THINGS TO DO —
- A) In the Black Forest weather thread below, which area near Freiburg is described as supposedly the warmest in Germany?
- B) What are the usernames of everyone who posted in the Black Forest weather thread below?

# Weather for 'Black Forest' region late Sept ?



## vicdicdoc (May 14, 2005)

Thinking of going to the Black Forest region end of this month [Sept] for a couple of week trip . . any idea what weather we can expect ?
[  not planned anything yet so its either there or maybe Amsterdam


----------



## Rapide561 (Oct 1, 2005)

*Weather*

I have often been in Strasbourg (just over the River) in late September and October and have been pleasantly hot! I think it was about 2008 and the temperature on the way back from Italy was 33 degrees when we stopped at Obernai.

Russell


----------



## aldra (Jul 2, 2009)

Dont know about the weather in Oct

but we thought it was beautiful

Surreal 

Aldra


----------



## 96706 (Nov 13, 2005)

We are down along the mosel for a long weekend Wednesday / Sunday at the end of the month. Unless it snows, anything is better than what we've had in recent weeks.


----------



## geraldandannie (Jun 4, 2006)

>> THIS << is a link to the September monthly averages in Freiburg, which is in / near the Black Forest. 11°C - 18°C at the end of the month, which dips to 9°C - 15°C by mid-October.

Gerald


----------



## meavy (Jul 30, 2010)

With Gerald and Annie on this one. Check out the Kaiserstuhl area which is near Freiburg - supposedly the warmest area in Germany. Great wines too. We've just added a stellplatz to the database near the pretty town of Endingen. We had excellent weather a week ago.

If the weather isn't great, Bad Duerrheim has a fab spa and value fir money stellplatz.

Hope you enjoy your trip.

Susan


----------

GIVEN MATERIAL —
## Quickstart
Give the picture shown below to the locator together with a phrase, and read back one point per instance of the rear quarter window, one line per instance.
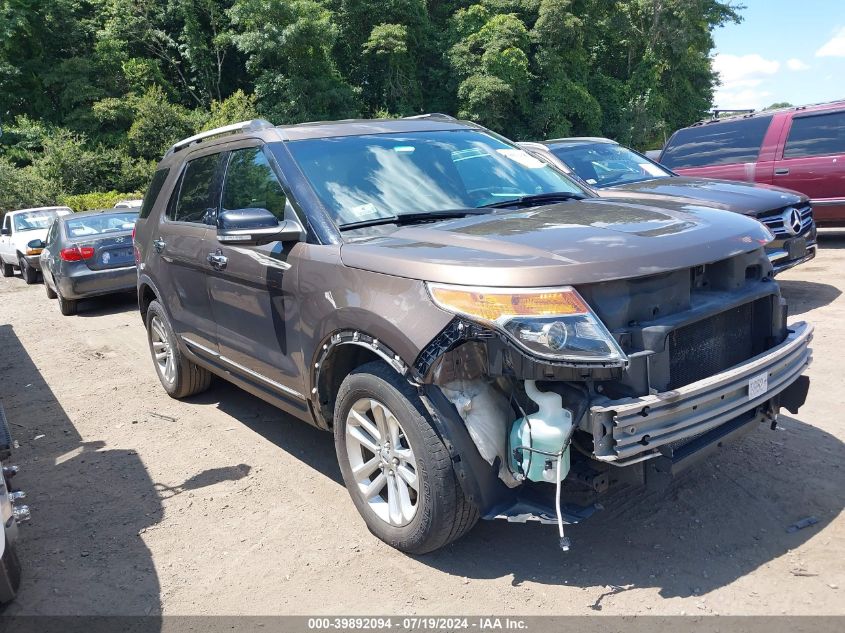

TASK-BY-TASK ANSWERS —
- A) The Kaiserstuhl area.

- B) vicdicdoc, Rapide561, aldra, 96706, geraldandannie, meavy